%%
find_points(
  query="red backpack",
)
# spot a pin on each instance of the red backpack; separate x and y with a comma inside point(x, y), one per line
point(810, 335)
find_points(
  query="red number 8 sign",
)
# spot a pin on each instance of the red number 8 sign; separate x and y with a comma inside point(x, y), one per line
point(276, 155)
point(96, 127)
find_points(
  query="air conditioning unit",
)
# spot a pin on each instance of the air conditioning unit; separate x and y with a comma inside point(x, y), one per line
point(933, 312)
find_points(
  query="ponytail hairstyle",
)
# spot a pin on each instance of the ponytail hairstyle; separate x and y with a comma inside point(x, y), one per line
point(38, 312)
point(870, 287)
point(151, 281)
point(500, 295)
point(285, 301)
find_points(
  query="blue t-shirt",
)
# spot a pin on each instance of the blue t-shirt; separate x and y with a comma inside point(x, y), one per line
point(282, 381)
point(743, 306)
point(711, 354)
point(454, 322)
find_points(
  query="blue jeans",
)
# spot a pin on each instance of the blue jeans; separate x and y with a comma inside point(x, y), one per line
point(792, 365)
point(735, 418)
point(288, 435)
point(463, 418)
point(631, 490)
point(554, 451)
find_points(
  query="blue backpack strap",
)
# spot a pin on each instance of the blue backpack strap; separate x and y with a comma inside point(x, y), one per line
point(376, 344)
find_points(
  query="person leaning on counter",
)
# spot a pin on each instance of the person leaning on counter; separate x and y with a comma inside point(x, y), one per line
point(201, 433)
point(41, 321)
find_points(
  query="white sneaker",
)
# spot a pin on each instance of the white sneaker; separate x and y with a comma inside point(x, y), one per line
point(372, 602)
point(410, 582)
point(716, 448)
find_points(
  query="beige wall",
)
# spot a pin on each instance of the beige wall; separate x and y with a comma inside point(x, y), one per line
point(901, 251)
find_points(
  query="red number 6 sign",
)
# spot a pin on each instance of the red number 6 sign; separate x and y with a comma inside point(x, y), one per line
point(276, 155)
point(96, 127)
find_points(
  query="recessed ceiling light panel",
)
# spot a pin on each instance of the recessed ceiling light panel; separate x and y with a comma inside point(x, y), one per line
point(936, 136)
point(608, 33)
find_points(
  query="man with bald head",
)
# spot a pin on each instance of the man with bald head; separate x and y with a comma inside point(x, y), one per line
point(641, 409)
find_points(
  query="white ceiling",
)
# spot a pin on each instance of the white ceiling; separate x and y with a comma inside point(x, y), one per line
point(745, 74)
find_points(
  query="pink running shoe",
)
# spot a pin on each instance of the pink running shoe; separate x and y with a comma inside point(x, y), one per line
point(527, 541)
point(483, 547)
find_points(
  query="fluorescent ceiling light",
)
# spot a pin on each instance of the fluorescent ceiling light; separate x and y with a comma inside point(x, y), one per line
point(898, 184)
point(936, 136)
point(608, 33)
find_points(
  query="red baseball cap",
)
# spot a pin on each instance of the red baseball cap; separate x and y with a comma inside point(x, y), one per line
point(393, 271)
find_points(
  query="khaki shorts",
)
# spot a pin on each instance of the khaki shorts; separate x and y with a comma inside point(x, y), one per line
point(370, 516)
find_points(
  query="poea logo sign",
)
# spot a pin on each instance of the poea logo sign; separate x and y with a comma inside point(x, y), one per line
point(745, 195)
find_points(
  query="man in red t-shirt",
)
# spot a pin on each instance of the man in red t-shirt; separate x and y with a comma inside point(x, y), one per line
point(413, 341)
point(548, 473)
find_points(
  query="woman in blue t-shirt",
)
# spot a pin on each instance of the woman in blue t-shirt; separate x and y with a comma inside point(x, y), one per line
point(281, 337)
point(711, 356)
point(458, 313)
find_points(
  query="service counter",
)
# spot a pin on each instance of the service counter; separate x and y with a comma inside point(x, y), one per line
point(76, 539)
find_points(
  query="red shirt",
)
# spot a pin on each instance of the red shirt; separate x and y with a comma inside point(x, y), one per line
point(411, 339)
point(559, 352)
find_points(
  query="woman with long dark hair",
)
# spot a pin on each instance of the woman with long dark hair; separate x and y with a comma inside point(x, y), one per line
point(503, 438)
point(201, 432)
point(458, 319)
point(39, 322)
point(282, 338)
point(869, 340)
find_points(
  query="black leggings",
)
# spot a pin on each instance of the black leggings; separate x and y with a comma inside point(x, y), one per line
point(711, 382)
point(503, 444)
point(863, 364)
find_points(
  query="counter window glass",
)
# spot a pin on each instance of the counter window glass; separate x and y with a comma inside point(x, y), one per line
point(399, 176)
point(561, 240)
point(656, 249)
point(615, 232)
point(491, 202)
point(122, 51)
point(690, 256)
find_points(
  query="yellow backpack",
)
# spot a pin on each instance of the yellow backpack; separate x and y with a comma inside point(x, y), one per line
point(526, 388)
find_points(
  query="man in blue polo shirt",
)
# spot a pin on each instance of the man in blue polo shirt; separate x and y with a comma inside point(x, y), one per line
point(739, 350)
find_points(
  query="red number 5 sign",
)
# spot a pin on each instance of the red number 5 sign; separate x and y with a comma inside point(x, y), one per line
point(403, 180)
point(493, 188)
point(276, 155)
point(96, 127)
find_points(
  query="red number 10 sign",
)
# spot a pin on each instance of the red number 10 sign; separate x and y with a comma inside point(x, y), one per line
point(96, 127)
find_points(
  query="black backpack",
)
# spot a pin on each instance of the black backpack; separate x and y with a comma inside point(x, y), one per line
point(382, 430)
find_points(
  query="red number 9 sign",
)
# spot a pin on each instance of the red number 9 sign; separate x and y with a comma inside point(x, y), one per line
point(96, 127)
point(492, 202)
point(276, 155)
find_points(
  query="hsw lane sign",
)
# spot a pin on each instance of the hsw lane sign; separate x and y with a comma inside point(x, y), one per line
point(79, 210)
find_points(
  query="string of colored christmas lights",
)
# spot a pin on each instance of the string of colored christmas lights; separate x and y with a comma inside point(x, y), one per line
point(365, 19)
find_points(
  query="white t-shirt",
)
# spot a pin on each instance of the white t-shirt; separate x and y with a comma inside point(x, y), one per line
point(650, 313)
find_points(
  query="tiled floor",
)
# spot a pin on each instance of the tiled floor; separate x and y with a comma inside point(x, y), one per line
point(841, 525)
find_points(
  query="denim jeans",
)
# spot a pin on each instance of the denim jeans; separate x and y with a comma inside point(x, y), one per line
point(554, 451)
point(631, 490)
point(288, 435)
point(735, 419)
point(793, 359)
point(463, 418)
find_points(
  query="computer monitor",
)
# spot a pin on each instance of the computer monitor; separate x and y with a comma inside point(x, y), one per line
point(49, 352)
%%
%%
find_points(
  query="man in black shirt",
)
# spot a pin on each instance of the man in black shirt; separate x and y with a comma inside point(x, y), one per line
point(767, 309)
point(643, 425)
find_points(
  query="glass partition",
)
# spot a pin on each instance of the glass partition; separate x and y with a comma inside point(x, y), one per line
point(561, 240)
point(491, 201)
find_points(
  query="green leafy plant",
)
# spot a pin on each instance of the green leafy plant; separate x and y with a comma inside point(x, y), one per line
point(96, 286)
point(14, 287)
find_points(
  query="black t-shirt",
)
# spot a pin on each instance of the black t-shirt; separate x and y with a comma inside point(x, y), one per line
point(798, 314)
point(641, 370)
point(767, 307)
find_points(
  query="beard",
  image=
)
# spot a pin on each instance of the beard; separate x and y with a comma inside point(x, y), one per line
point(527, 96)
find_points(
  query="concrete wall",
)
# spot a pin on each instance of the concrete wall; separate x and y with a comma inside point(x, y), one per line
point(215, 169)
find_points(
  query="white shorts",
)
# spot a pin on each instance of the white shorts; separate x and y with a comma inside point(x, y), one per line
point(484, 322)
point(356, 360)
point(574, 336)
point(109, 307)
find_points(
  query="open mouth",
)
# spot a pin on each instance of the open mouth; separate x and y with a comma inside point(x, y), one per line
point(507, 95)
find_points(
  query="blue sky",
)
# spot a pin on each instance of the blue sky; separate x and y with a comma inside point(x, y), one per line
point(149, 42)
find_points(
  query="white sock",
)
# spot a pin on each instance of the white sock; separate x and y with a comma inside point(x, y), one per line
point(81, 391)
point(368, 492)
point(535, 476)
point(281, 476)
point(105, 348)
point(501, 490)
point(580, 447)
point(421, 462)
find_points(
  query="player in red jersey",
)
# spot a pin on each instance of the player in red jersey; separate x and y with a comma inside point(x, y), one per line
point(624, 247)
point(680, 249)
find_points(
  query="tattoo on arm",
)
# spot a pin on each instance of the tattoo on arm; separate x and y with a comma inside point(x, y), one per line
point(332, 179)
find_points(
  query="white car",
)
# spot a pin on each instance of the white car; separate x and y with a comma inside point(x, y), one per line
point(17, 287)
%%
How many lines of the entries above contain the string "person", with case counting? Give only the number.

2